◆ What to work on ◆
Retype every entry below without any change.
BEGIN Exercise data
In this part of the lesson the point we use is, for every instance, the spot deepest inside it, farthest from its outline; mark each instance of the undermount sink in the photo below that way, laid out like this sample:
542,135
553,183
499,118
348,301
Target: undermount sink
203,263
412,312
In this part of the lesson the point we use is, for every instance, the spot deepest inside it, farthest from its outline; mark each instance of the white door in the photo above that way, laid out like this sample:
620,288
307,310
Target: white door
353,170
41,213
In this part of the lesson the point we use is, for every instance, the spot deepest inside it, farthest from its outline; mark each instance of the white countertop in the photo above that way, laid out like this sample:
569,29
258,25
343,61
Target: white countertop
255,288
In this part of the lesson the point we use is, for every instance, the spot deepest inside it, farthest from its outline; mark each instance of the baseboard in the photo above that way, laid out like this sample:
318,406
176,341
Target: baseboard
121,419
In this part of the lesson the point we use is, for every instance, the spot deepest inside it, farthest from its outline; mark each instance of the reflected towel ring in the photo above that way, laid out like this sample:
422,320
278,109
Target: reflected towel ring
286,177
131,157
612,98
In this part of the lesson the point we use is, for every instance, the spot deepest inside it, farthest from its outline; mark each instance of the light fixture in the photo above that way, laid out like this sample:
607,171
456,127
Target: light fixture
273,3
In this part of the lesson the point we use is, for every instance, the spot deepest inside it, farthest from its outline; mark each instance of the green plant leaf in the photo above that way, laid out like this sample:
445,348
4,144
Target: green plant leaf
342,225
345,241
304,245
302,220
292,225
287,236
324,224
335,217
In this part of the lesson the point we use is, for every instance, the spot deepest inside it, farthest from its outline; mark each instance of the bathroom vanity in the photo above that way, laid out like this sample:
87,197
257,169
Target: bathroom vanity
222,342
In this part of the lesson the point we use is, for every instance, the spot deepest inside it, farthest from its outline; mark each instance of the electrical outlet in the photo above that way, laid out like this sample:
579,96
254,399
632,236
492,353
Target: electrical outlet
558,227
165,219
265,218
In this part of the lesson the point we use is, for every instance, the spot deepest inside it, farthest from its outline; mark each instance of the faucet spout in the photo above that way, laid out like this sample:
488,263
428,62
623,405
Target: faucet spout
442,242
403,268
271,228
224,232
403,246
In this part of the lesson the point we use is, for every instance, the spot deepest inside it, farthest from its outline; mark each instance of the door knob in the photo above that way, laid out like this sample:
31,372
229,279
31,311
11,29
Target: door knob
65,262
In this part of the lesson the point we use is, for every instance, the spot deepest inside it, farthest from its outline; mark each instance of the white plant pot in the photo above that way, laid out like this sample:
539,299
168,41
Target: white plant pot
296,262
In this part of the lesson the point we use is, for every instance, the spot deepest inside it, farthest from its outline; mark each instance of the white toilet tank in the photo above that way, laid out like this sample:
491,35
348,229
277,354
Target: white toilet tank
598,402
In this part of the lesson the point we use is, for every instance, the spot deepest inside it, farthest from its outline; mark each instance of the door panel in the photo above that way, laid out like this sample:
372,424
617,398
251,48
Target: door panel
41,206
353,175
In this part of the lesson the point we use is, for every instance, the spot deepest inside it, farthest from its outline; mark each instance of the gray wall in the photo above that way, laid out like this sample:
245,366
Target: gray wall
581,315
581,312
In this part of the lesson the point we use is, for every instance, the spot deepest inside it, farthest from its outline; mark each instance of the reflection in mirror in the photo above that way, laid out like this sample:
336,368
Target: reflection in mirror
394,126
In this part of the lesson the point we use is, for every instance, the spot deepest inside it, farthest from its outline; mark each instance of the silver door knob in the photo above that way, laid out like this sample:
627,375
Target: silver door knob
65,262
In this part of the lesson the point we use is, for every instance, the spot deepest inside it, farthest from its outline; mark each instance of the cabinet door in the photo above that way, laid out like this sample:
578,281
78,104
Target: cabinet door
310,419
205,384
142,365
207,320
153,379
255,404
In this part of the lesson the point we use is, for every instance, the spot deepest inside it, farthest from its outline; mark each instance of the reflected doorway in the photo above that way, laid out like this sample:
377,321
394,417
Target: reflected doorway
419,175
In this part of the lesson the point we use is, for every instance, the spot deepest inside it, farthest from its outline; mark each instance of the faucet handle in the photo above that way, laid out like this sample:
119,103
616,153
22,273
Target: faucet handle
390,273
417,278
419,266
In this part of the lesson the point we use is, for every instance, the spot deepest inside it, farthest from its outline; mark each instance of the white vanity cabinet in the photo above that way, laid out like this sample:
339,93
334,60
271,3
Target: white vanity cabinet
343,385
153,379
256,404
END Exercise data
◆ Answer below ◆
In this part of the lesson the point we use is, for every instance, the spot deepest inside it, farthest from its outline; mark each instance of the undermount sink in the photo below that way, laid out like this sample:
542,135
553,183
499,118
348,301
Target: undermount sink
203,263
412,312
In this part of the lesson the point we use is, for every instance, the spot deepest inside it, farthest from its outline; mark each instance of the white door in the photo above that way, laid out like this sample:
620,288
307,310
Target: white door
353,170
41,213
In this part of the lesson the point we use is, for every instance, the spot deepest inside it, farthest from its outline; mark each instance of the white countertop in the photo above that way, laid out like this sample:
569,29
258,25
343,61
Target: white countertop
255,288
In this part of the lesson the point we use is, for every instance, the spot deepest inside it, farthest from its outline; mark each instance of the baseboard in the photo above that way, laid out like this sample:
318,406
176,341
Target: baseboard
121,419
In this part of the lesson the point we use is, for every instance, the spot deepest inside it, farthest from its outline; mark each instance of the reflected towel ring in the photo above that way, laid out like this sample:
422,320
278,109
Target: reflected towel ring
286,177
131,157
612,98
In this part of the lesson the point we use is, for every instance, the spot deepest inside it, farthest from its outline; mark each instance of the light fixture in the photo above that way, laid out like this sample:
607,171
456,127
Target: light fixture
273,3
In this part of the lesson the point we use is, for every instance, the spot deepest inside it, farthest from its outline; mark each instance of the green plant leaf in the photo above that way, laid out like this sample:
445,348
4,144
Target: green plant leaf
342,225
345,241
304,245
302,220
292,225
287,236
324,224
335,217
In this part of the lesson the point we use is, for every instance, the spot deepest inside it, farthest from its outline; mark each instance of the bathroom vanity in the photo above that way, laid out like this sample:
87,197
257,169
Target: bathroom vanity
222,342
In this part of the lesson the point we use is, for every instance, the spot deepest inside it, farthest from its outline; mark each instance of the electrical outlet in the photo above that way, laid out like this sample:
579,96
254,399
632,236
492,353
Target: electrical outlet
558,227
165,219
265,218
In this part of the lesson the point we use is, for every instance, the spot deepest inside it, farthest from its outline; mark each instance of the faucet spout in the photo above that way, laid out like this sample:
488,263
428,62
623,405
Target: faucet spout
442,242
403,268
271,228
224,232
403,246
In this part of the lesson the point we use is, for every instance, the spot deepest inside it, farthest from its outline; mark each instance of the door knob in the photo above that way, laid out like this sample:
31,372
229,279
31,311
11,29
Target: door knob
65,262
In this part of the lesson the point we use is, for every instance, the spot deepest inside it, farthest from its outline; mark each instance of the white plant pot in the photo above that way, laid out like this sample:
539,299
168,41
Target: white plant pot
296,262
In this part of the lesson the point we use is, for every instance, the spot deepest inside it, farthest from its outline; mark each instance of the white toilet tank in the photo above that way, laid out like this sample:
491,35
348,229
277,354
Target: white toilet tank
598,402
In this part of the lesson the point we use is, for every instance, the spot deepest inside it, farthest from its outline; mark each instance of the door panel in the photo above that way, laid out like this sample:
372,424
617,398
251,48
Target: door panel
41,206
353,175
In this part of the lesson the point we use is, for every instance, the spot deepest inside it, farthest from its outline; mark each instance of the gray wall in the photo above that way, laid out like this sample:
245,366
Target: gray wall
581,315
581,312
In this part of the lesson the point we use is, for every instance, the spot deepest inside it, farthest from its outline; mark each instance of the reflection in mirror in the photo above that way, laid out like this sample:
336,368
Target: reflection in mirror
394,126
In this part of the lesson the point we use is, for every instance, the spot deepest inside it, farthest from its outline; mark each instance of the silver door knob in the photo above that way, laid out like this sample:
627,375
Target: silver door knob
65,262
In this part of the lesson the point we use is, for every instance, the spot deepest inside it, farthest from its outline; mark each instance of the cabinet door in the photo above that way, laid out like this sample:
578,281
78,104
Target: cabinet door
310,419
205,384
142,365
207,320
153,379
255,404
In this part of the lesson the point we use is, for every instance, the spot deepest inside it, farthest from its outline; mark each instance of the reflected doorway in the photo above that way, laid out like this sample:
377,321
394,417
Target: reflected doorway
419,175
In this part of the lesson the point we use is, for every instance, the spot deepest inside it, farthest from its outline; mark each instance of the faucet handle in the photo above that way, laid out like this sample:
119,103
616,153
22,273
Target: faucet handle
390,273
417,278
419,266
In this part of the lesson the point we use is, for every instance, the spot deepest inside it, farthest from its outline; mark each instance of the white vanity cabinet in the photo above that way, laid out like this sample:
339,93
334,60
271,3
Target: white vanity cabinet
343,385
153,379
256,404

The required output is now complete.